Le deuxième concert d'inauguration du grand orgue de la Maison symphonique nous ramenait les trois oeuvres entendues la veille au premier concert et en ajoutait deux nouvelles commandées pour l'occasion.

Donné sans entracte, le premier concert faisait exactement une heure et demie. Le deuxième, avec entracte, faisait la durée normale d'un concert, soit un peu plus de deux heures. Dans les deux cas: deux salles pleines, deux auditoires attentifs et enthousiastes, convaincus d'assister à un événement historique, lequel était d'ailleurs fixé pour la postérité par une équipe de tournage.

Il faudra attendre encore, cependant, pour voir, ou plutôt entendre, le nouvel instrument déployer cette pleine richesse promise sur tous les tons. Peut-être les sept récitals où se succéderont ce week-end autant d'organistes (huit, en fait) répondront-ils à ces attentes. Cette initiative vient - heureusement - en contradiction avec le statut d'«orgue d'orchestre» où l'on veut confiner l'instrument.

Pour l'instant, son image sonore se ramène à de très puissants accords dans les basses (très puissants, mais toujours les mêmes), quelques timbres lumineux et certains effets d'écho. Le répertoire choisi pour l'inauguration est en cause et les deux oeuvres nouvelles n'ont pas modifié cette impression.

On peut commencer par en ignorer les titres. Comme si souvent en musique contemporaine, ils sont plus intéressants que les oeuvres elles-mêmes. Celle de la Finlandaise Kaija Saariaho devait durer 12 minutes; elle en fait 20! Et celle du Canadien Samy Moussa, 11 minutes au lieu des 8 annoncées. M. Moussa vit en Allemagne et est à peu près inconnu ici. On l'a ajouté en hâte à une programmation qui, étrangement, n'avait fait aucune place à la musique d'ici.

**Données fournies**
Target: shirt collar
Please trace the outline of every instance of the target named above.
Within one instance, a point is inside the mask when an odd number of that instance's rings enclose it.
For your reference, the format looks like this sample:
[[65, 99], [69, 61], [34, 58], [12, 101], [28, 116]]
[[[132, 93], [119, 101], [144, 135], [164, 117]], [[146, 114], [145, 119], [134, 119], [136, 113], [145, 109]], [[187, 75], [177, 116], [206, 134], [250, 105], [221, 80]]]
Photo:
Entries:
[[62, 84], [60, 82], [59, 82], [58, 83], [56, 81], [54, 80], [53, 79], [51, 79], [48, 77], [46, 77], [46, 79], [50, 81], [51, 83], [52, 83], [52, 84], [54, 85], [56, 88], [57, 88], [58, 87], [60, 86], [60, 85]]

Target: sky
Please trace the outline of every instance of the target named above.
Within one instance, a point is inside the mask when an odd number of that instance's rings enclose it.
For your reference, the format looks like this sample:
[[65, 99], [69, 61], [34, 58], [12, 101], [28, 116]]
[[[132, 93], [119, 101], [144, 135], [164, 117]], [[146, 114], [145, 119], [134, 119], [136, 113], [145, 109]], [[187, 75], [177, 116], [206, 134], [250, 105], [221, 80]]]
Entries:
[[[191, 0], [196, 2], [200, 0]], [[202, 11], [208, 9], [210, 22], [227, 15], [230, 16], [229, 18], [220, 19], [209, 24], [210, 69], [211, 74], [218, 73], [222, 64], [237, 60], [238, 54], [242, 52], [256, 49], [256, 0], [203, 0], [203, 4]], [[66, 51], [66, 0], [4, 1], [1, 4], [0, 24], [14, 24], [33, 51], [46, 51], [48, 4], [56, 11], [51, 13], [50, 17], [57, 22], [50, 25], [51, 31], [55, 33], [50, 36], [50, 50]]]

**Exercices**
1 > Dans la critique du concert, restituez mot pour mot le passage qui commence aux mots "Le deuxième concert" et s'arrête après "commandées pour l'occasion.".
2 > D'après la critique du concert, à quoi se ramène pour l'instant l'image sonore du nouvel orgue ? Énumérez chaque composante citée.

**Résultats par exercice**
1 >
Le deuxième concert d'inauguration du grand orgue de la Maison symphonique nous ramenait les trois oeuvres entendues la veille au premier concert et en ajoutait deux nouvelles commandées pour l'occasion.

2 >
- de très puissants accords dans les basses
- quelques timbres lumineux
- certains effets d'écho